What you are asked to do: Once you have read the entries below, write them all out again exactly.

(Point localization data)

- - -

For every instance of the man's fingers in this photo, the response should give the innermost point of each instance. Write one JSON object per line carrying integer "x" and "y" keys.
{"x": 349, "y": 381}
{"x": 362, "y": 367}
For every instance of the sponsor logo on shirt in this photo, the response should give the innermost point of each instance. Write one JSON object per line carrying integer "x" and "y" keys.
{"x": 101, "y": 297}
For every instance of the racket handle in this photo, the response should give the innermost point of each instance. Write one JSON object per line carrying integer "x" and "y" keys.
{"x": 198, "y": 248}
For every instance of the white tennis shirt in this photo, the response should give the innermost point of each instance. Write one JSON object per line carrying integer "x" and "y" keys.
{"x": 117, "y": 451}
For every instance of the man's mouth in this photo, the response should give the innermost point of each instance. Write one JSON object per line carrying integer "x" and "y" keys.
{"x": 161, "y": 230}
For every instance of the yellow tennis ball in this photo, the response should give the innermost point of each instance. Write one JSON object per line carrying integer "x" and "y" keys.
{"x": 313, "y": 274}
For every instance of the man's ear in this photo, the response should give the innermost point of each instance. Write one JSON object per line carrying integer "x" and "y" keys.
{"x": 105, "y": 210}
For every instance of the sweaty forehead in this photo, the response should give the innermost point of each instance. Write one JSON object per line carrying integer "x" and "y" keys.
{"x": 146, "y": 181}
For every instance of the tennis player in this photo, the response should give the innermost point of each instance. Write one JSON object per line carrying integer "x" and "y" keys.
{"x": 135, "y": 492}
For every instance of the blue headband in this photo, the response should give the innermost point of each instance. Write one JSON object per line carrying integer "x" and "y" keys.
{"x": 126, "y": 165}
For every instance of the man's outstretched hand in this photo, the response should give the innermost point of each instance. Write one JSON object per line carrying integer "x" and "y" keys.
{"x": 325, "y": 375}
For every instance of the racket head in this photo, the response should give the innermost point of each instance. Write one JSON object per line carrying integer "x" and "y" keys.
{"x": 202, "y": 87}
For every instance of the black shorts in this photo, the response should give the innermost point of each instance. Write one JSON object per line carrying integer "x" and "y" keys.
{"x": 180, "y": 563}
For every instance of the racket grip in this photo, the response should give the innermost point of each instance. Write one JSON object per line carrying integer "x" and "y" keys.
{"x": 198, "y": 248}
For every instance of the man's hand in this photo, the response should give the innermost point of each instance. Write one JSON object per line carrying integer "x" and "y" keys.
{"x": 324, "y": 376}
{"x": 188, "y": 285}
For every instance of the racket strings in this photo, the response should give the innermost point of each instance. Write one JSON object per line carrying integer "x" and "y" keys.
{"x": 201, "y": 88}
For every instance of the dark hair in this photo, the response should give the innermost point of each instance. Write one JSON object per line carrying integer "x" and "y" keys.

- - -

Exercise answer:
For every instance of the man's fingers in this photo, the response should give the innermost point of each instance. Write one JSON object per line carrying integer "x" and "y" keys.
{"x": 349, "y": 381}
{"x": 362, "y": 367}
For every instance of the sponsor logo on shirt in this photo, the response should give the innermost point of each instance. Write one JSON object per line carrying integer "x" and "y" keys.
{"x": 101, "y": 297}
For every instance of the racket handle in this photo, the response should give the innermost point of each instance. Write one JSON object per line carrying integer "x" and "y" keys.
{"x": 198, "y": 248}
For every instance of the white tennis shirt in this photo, the response should give the innermost point of each instance. Write one JSON object per line carrying integer "x" and "y" keys.
{"x": 117, "y": 451}
For every instance of the man's mouth in this photo, the response should give the innermost point of each instance. Write one JSON object per line carrying integer "x" and "y" keys.
{"x": 161, "y": 230}
For every instance of the yellow tennis ball in this photo, the response should give the innermost point of each instance. Write one JSON object per line carrying integer "x" and "y" keys.
{"x": 313, "y": 274}
For every instance of the man's ear in this photo, the response should give the innermost point of each instance. Write one JSON object per line carrying integer "x" and "y" keys.
{"x": 105, "y": 210}
For every instance of the sweaty forehead in this photo, the response should give the innermost point of each instance. Write one JSON object per line carrying integer "x" and "y" keys.
{"x": 146, "y": 181}
For every instance of the tennis player in this photo, the response should give the innermost point of each instance. Write one JSON object per line carrying integer "x" and "y" keys.
{"x": 135, "y": 492}
For every instance of the blue headband in this photo, the response should give the innermost point of each instance. Write one JSON object per line carrying integer "x" and "y" keys.
{"x": 126, "y": 165}
For every instance of the man's outstretched hand in this photo, the response should give the innermost point of each instance. Write one JSON object per line carrying integer "x" and "y" keys.
{"x": 325, "y": 375}
For every instance of the racket head in this photo, the response should give the innermost point of each instance. Write one JSON object per line carrying integer "x" and "y" keys.
{"x": 202, "y": 87}
For every instance of the black shorts in this photo, the response should give the innermost point of each instance. Write one JSON object per line carrying integer "x" and "y" keys.
{"x": 180, "y": 563}
For every instance of the racket grip in this photo, the response should give the innermost point of each instance. Write one JSON object per line carrying integer "x" and "y" keys.
{"x": 198, "y": 248}
For every instance of the man's hand in this photo, the response should give the innermost point of each instance. Write one JSON object per line carrying integer "x" and "y" keys.
{"x": 324, "y": 376}
{"x": 188, "y": 285}
For every instance of the racket strings in this photo, the response should give the innermost point of each instance. Write one JSON object per line carrying integer "x" and "y" keys.
{"x": 201, "y": 88}
For every instance of the dark hair in this photo, the response should give the innermost point of each instance. Write one JSON object per line carrying integer "x" and "y" keys.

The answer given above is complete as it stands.